### INPUT DATA

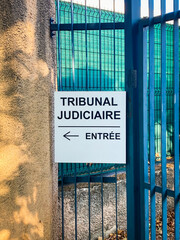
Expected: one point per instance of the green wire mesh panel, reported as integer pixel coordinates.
(87, 74)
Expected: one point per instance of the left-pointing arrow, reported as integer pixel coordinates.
(67, 135)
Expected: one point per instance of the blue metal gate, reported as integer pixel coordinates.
(147, 60)
(139, 85)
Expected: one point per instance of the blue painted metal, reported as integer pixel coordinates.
(59, 82)
(138, 185)
(144, 134)
(89, 201)
(152, 121)
(176, 118)
(100, 62)
(114, 32)
(90, 26)
(72, 39)
(116, 202)
(163, 122)
(132, 16)
(75, 202)
(62, 199)
(87, 78)
(102, 202)
(158, 19)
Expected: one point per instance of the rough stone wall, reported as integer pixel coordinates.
(109, 210)
(28, 187)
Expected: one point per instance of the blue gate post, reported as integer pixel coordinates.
(135, 202)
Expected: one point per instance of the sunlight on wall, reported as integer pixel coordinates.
(4, 234)
(27, 217)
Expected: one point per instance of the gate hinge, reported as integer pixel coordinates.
(133, 78)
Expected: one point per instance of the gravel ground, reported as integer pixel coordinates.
(170, 229)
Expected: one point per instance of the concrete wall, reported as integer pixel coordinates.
(109, 210)
(28, 188)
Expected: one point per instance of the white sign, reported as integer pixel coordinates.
(90, 127)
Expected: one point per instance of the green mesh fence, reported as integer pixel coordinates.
(108, 82)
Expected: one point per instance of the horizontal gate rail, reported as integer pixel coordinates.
(167, 17)
(147, 26)
(86, 179)
(90, 26)
(158, 189)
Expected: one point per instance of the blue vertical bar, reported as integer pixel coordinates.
(62, 199)
(134, 220)
(176, 119)
(145, 133)
(163, 121)
(87, 81)
(102, 209)
(114, 45)
(100, 62)
(89, 200)
(75, 196)
(72, 41)
(116, 202)
(60, 89)
(152, 122)
(59, 49)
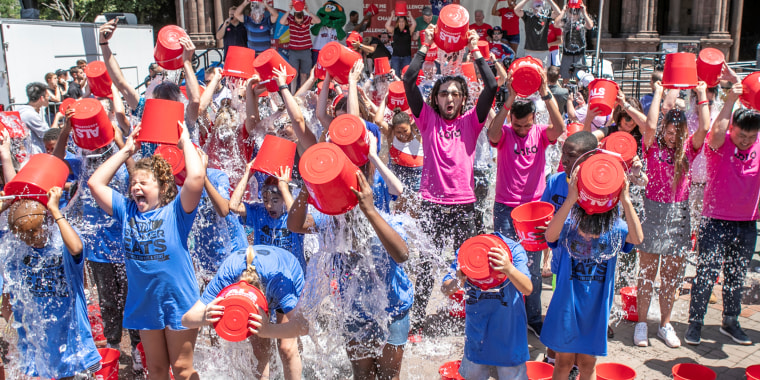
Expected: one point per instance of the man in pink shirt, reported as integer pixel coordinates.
(728, 231)
(520, 177)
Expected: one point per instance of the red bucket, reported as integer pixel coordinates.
(40, 174)
(451, 31)
(753, 372)
(109, 361)
(710, 66)
(240, 300)
(622, 143)
(91, 125)
(239, 62)
(397, 96)
(680, 71)
(450, 370)
(338, 61)
(456, 308)
(600, 182)
(526, 75)
(401, 8)
(751, 91)
(485, 49)
(628, 298)
(602, 95)
(275, 153)
(382, 66)
(98, 79)
(468, 70)
(539, 370)
(268, 61)
(526, 218)
(473, 260)
(691, 371)
(11, 121)
(350, 133)
(329, 176)
(614, 371)
(574, 127)
(159, 122)
(176, 158)
(168, 51)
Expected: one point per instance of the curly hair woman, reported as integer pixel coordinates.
(156, 223)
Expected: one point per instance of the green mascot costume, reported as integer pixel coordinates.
(333, 16)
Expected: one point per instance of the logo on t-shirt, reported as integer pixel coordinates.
(145, 241)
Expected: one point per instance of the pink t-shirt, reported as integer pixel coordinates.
(520, 176)
(733, 182)
(449, 148)
(661, 172)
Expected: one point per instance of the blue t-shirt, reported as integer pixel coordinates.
(280, 273)
(348, 267)
(274, 232)
(162, 284)
(259, 35)
(215, 237)
(47, 297)
(579, 311)
(495, 329)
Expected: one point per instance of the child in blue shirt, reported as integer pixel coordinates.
(495, 331)
(45, 271)
(586, 247)
(278, 275)
(156, 223)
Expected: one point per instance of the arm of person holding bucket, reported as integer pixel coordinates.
(557, 127)
(722, 121)
(305, 137)
(392, 241)
(70, 237)
(105, 33)
(649, 129)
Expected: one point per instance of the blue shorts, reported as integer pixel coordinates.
(472, 371)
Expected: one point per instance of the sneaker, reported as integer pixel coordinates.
(640, 333)
(535, 328)
(693, 334)
(732, 329)
(668, 335)
(137, 364)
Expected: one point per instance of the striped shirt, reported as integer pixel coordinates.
(300, 38)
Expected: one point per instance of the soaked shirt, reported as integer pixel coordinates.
(47, 296)
(158, 264)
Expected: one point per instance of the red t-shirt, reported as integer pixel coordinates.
(509, 21)
(482, 30)
(554, 33)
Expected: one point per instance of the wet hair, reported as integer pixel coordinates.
(522, 108)
(460, 81)
(167, 91)
(676, 118)
(162, 171)
(585, 141)
(552, 74)
(747, 120)
(51, 134)
(250, 275)
(594, 224)
(36, 90)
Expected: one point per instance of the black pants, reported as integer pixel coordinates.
(439, 222)
(111, 280)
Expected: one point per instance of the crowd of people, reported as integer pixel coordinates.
(452, 162)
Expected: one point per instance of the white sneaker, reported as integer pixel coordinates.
(640, 335)
(668, 335)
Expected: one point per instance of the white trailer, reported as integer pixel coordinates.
(32, 48)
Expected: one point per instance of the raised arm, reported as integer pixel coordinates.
(105, 33)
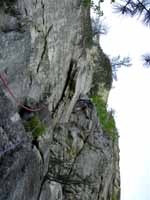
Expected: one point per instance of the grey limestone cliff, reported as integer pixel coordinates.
(52, 145)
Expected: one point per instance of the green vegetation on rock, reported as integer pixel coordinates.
(106, 118)
(36, 126)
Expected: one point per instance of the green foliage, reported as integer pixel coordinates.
(114, 196)
(106, 118)
(35, 126)
(86, 3)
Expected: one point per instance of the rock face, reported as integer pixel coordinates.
(52, 146)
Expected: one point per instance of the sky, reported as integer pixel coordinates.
(130, 98)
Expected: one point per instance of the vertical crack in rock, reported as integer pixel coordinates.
(43, 11)
(44, 48)
(70, 75)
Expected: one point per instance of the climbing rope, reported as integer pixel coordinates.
(4, 81)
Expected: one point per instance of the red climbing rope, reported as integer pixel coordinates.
(4, 81)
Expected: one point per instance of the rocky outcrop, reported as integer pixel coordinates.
(52, 145)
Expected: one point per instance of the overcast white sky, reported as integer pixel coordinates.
(131, 100)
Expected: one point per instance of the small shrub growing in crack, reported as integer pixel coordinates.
(106, 118)
(36, 126)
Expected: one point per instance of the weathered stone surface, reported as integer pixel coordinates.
(47, 64)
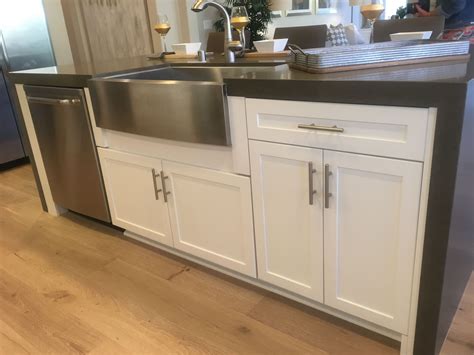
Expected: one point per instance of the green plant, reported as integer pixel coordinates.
(402, 12)
(259, 16)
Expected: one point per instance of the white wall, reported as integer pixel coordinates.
(58, 32)
(343, 15)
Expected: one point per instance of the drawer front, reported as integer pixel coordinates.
(398, 132)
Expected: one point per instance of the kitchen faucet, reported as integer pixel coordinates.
(230, 46)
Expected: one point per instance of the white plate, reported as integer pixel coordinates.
(271, 46)
(408, 36)
(187, 48)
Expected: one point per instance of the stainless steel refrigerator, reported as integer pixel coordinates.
(24, 44)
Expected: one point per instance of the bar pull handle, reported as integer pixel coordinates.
(327, 194)
(321, 128)
(163, 183)
(155, 185)
(312, 191)
(48, 101)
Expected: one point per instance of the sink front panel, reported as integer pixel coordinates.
(177, 110)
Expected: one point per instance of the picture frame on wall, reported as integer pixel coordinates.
(301, 7)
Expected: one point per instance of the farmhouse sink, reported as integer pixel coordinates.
(178, 103)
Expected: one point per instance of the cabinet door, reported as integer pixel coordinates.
(288, 228)
(370, 229)
(211, 215)
(130, 184)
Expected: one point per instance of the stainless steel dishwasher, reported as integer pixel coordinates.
(64, 132)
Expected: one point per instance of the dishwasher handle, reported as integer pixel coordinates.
(48, 101)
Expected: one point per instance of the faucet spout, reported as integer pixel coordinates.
(201, 5)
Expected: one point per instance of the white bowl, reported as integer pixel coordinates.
(187, 48)
(271, 46)
(407, 36)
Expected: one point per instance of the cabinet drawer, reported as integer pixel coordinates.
(398, 132)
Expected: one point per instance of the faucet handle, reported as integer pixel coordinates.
(202, 55)
(235, 46)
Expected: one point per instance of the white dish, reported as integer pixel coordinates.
(187, 48)
(271, 46)
(407, 36)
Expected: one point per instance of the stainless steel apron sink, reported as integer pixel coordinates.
(178, 103)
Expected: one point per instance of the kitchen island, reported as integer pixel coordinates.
(412, 124)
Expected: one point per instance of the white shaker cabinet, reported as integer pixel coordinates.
(205, 213)
(211, 215)
(287, 195)
(136, 201)
(370, 231)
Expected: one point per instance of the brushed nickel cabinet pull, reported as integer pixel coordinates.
(321, 128)
(155, 185)
(48, 101)
(163, 183)
(312, 191)
(327, 194)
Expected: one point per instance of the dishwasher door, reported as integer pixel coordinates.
(68, 149)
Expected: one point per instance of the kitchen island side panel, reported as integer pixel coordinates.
(460, 251)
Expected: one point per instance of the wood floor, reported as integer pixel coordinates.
(69, 285)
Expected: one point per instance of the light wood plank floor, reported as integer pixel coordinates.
(70, 285)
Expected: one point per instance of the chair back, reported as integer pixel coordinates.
(304, 36)
(384, 28)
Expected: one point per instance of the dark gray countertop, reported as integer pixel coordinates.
(77, 75)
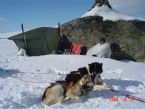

### ABOUT THIS EXERCISE
Nothing should be printed except the lines from the one with "Expected: one point per instance of the wood" through the last line of the listing above, both ends included; please drop the pictures.

### SOLVED EXERCISE
Expected: one point per instance of the wood floor, reported as integer pixel coordinates.
(69, 285)
Expected: one point per instance of the light wood plank floor, reported as integer pixel coordinates.
(70, 285)
Expected: one point per instance of the chair back, reported as integer pixel coordinates.
(304, 36)
(384, 28)
Expected: one point per instance of the dark gray countertop, reported as integer pixel coordinates.
(77, 75)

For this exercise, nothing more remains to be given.